Task details —
Which lines of the records below contain the word "field"? Report each such line in full.

Data supplied —
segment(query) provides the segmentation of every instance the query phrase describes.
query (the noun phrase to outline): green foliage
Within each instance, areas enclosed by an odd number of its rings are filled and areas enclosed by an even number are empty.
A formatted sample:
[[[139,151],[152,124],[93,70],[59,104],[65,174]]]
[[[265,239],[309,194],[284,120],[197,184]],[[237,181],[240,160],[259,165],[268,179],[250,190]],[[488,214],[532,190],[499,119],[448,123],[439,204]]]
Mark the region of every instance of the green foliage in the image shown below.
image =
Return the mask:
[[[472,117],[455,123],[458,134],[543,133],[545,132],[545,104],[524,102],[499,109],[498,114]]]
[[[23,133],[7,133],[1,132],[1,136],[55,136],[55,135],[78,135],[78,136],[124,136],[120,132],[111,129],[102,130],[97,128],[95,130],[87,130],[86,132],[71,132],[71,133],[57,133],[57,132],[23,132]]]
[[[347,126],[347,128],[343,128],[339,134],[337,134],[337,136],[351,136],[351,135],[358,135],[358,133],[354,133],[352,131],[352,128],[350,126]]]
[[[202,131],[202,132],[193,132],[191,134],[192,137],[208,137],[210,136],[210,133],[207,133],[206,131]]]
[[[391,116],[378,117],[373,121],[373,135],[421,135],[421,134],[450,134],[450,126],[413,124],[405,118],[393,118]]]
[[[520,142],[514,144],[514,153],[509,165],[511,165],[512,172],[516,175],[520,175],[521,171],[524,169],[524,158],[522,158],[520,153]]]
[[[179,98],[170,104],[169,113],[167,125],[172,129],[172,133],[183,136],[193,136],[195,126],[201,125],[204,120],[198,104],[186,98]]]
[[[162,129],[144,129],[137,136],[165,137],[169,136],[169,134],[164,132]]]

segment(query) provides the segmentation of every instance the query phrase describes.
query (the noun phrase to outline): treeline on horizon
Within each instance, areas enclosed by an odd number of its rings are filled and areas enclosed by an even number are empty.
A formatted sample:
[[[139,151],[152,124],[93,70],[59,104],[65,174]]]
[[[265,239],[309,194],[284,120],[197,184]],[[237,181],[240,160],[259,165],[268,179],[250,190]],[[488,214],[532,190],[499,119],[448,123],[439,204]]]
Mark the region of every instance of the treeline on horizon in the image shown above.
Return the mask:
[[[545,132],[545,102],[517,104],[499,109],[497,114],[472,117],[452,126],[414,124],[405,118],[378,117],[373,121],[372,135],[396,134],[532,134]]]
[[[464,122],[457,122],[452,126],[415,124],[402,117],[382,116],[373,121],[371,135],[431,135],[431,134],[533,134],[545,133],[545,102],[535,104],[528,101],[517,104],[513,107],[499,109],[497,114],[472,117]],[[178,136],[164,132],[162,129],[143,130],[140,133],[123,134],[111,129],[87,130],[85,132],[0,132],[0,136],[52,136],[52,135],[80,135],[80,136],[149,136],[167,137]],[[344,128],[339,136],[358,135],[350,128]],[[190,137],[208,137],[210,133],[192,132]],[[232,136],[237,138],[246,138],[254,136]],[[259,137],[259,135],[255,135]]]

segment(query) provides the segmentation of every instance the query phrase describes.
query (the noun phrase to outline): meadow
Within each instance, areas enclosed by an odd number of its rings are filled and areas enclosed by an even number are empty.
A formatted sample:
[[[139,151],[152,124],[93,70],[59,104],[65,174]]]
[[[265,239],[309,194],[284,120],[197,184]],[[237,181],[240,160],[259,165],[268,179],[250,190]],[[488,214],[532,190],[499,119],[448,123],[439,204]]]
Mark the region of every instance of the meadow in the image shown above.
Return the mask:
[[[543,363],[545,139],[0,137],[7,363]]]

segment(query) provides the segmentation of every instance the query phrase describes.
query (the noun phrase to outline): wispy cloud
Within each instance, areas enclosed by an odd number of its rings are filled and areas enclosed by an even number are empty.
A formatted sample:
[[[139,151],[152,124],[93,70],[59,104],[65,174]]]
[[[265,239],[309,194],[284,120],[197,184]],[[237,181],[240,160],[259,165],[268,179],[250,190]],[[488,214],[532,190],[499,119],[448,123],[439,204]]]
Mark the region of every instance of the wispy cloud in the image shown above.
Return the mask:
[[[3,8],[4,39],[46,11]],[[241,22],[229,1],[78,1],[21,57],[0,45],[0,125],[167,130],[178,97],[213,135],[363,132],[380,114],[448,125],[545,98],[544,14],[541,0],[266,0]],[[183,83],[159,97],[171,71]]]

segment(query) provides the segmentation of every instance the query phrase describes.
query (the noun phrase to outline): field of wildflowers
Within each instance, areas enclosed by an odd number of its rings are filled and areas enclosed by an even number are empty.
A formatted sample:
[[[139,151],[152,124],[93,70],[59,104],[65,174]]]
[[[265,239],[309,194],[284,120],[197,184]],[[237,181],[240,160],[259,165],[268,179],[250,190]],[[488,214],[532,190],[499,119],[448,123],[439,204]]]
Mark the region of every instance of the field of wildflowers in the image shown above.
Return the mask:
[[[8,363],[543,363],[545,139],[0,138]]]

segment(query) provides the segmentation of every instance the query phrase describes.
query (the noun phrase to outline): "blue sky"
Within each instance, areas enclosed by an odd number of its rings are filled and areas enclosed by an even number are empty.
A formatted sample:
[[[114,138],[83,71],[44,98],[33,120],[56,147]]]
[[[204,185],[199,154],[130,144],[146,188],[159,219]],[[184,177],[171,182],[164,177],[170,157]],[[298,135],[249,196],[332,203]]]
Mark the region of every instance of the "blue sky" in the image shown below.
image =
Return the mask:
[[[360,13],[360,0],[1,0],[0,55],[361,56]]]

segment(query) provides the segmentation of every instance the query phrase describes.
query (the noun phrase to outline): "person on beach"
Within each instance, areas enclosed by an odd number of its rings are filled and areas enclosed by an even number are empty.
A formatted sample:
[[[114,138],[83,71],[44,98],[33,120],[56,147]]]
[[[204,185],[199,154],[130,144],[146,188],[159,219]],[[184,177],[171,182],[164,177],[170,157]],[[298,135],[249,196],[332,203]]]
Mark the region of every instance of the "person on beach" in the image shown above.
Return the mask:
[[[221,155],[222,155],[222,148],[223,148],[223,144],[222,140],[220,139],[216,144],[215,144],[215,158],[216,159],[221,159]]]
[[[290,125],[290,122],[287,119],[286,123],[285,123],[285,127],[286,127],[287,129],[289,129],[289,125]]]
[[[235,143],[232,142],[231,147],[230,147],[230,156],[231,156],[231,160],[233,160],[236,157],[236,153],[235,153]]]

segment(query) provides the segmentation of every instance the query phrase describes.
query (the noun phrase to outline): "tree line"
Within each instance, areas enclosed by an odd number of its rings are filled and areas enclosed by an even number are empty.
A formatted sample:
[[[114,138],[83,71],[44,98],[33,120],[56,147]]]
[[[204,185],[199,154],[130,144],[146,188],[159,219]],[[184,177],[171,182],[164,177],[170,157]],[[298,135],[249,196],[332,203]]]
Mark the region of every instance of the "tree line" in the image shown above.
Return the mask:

Answer to the exercise —
query (the noun phrase to outline): field of wildflowers
Mark the region of every instance of the field of wildflowers in the image shown above.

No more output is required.